(Labeled-object pointing records)
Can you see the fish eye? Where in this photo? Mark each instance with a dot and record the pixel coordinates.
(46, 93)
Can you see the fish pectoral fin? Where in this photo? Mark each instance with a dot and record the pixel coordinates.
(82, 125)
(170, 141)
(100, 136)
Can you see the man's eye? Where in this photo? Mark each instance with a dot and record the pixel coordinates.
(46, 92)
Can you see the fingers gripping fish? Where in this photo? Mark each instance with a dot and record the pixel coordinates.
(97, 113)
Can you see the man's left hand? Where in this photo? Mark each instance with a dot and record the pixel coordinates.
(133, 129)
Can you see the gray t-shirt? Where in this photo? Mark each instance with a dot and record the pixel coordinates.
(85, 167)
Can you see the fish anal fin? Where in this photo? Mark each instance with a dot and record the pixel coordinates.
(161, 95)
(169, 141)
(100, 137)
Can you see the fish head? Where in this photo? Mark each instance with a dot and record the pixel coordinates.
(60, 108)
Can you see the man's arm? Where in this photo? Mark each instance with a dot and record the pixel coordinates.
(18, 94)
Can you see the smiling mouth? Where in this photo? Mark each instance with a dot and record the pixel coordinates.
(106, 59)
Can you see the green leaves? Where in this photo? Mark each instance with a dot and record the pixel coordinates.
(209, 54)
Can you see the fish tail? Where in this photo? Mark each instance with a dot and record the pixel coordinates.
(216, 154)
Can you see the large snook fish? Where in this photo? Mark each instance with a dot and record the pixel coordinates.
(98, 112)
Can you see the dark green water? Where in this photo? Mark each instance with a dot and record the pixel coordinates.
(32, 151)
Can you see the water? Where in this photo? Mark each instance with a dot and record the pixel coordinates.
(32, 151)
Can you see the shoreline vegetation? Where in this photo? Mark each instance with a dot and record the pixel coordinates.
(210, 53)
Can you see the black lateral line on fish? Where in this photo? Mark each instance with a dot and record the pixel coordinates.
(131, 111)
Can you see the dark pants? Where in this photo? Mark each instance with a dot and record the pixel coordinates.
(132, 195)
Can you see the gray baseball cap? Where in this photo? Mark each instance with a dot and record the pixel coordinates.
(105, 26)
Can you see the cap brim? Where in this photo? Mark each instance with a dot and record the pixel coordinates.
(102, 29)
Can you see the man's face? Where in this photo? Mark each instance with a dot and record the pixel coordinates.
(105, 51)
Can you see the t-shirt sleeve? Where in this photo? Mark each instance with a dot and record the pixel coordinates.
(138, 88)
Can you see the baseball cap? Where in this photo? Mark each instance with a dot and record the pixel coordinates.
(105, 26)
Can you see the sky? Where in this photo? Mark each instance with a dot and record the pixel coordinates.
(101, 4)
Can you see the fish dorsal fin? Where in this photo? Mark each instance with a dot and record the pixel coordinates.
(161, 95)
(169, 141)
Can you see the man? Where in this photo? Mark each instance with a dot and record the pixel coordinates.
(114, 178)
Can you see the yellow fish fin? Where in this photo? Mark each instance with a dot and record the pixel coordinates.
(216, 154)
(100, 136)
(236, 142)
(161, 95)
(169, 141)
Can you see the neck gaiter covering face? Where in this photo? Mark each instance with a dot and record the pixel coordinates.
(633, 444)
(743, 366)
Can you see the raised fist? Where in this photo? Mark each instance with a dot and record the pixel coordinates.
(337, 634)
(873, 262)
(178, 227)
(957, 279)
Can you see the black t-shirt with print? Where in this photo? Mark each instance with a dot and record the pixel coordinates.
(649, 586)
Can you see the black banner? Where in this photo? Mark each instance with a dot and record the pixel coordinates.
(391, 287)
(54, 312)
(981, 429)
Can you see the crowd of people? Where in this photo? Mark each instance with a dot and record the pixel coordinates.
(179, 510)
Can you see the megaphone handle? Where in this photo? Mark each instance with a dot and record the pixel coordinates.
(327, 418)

* **Given problem**
Lay out all of the records above as a two-column CSV with the header row text,answer. Give one row per record, put each field in double quotes, and replace any line breaks inside a field with spaces.

* **Answer for the task**
text,answer
"Can you see the fish eye? Where in this photo? Mark each instance with a dot and record the pixel coordinates.","(46, 93)"
"Can you see the fish pectoral fin? Where in this photo? Mark each instance with a dot and record the pixel coordinates.","(82, 125) (170, 141) (100, 136)"
"Can you see the man's eye? Where in this photo? Mark each instance with a dot and record the pixel coordinates.","(46, 92)"
"Can you see the fingers gripping fish? Where in this photo? Mark each instance with a dot and record the pixel coordinates.","(97, 113)"
"Can you see the man's left hand? Where in this photo? Mark each instance with a dot and record the pixel coordinates.","(133, 129)"
"Can you see the gray t-shirt? Where in this photo? Mark each instance with a dot and record the pixel coordinates.","(85, 167)"
"Can you see the fish anal fin? Where in this photo? Mark each instance with a dot and record the pixel coordinates.","(161, 95) (169, 141) (100, 137)"
"Can you see the fish head? Where in this photo? Mark each instance with a dot and record the pixel coordinates.","(60, 108)"
"Can you see the man's arm? Where in this photo? Mark each instance with a dot and record the pixel coordinates.","(18, 94)"
"Can you see the smiling mouth? Where in this photo? Mark each instance with a dot and record the pixel coordinates.","(106, 59)"
"Can you see the green leaves? Where in this photo? Mark each instance with a dot and record the pixel coordinates.","(209, 54)"
"Can you see the fish tail? Where in this photo? Mark each instance with a dot and record the pixel coordinates.","(216, 154)"
"Can you see the large snook fish? Where in this photo? Mark each instance with a dot and record the pixel coordinates.","(98, 112)"
"Can you see the dark green water? Where in this photo? Mark each instance with a dot and record the pixel coordinates.","(32, 151)"
"Can you see the water? Where in this photo? Mark each instance with a dot and record the pixel coordinates.","(32, 151)"
"Can you see the shoreline vegetation? Where in this photo? Mark each instance with a dot and record the pixel coordinates.","(210, 53)"
"Can you see the black lateral line on fish? Where in this photo? Mark each instance with a dot and record the pixel coordinates.","(131, 111)"
"Can you see the dark pants? Where in this photo? Mark each instance with a dot and record the pixel coordinates.","(132, 195)"
"Can you see the gray baseball cap? Where in this photo? Mark each instance with a dot and record the pixel coordinates.","(105, 26)"
"Can you see the cap brim? Where in this photo? Mark each instance with a dot and record the pixel coordinates.","(102, 29)"
"Can you see the man's face? Where in this photo? Mark each instance with a dot and record the pixel coordinates.","(105, 51)"
"Can you see the t-shirt sleeve? Where in this photo? Mark each instance with a dot and record the pixel coordinates.","(138, 88)"
"Can you see the baseball cap? Where in this photo? Mark each instance with a dot and record the pixel coordinates.","(105, 26)"
"Can you see the sky? Where in this photo? Mark each instance with a dot and record the pixel coordinates.","(101, 4)"
"Can you see the fish dorsal fin? Where in this photo? Mark each instance with a dot and record the pixel coordinates.","(161, 95) (169, 141)"
"Can you see the man? Where in this photo? Mark each instance with a dot and record the pixel coordinates.","(114, 178)"
"Can you see the yellow fish fin? Where in this photo? Mark each instance with a dot and record the pixel coordinates.","(216, 154) (100, 136) (236, 142) (161, 95) (169, 141)"
"Can you see the neck gaiter covering face? Where in this photo? Mark each instance with a dot and record the pixel coordinates.","(633, 444) (743, 366)"
"Can you see the raised fist? Where in this photo? Mark each instance with a dot and record the pixel coordinates.","(337, 634) (873, 262) (178, 227) (957, 279)"
"Can you see the black t-shirt with print? Where in this photo? Mark each instance with a dot and record the pixel coordinates.","(649, 586)"
"Can you see the black banner? Where in this photo? Mark each instance with a dot and record the pixel coordinates.","(391, 287) (54, 312) (981, 429)"
"Can you see the crowd of people? Where in this photo? Mark each instance with a dot and record the pixel coordinates.","(179, 510)"
"Can you see the megaphone handle? Where in this photo? Mark each instance with a dot and record the pixel coordinates.","(327, 418)"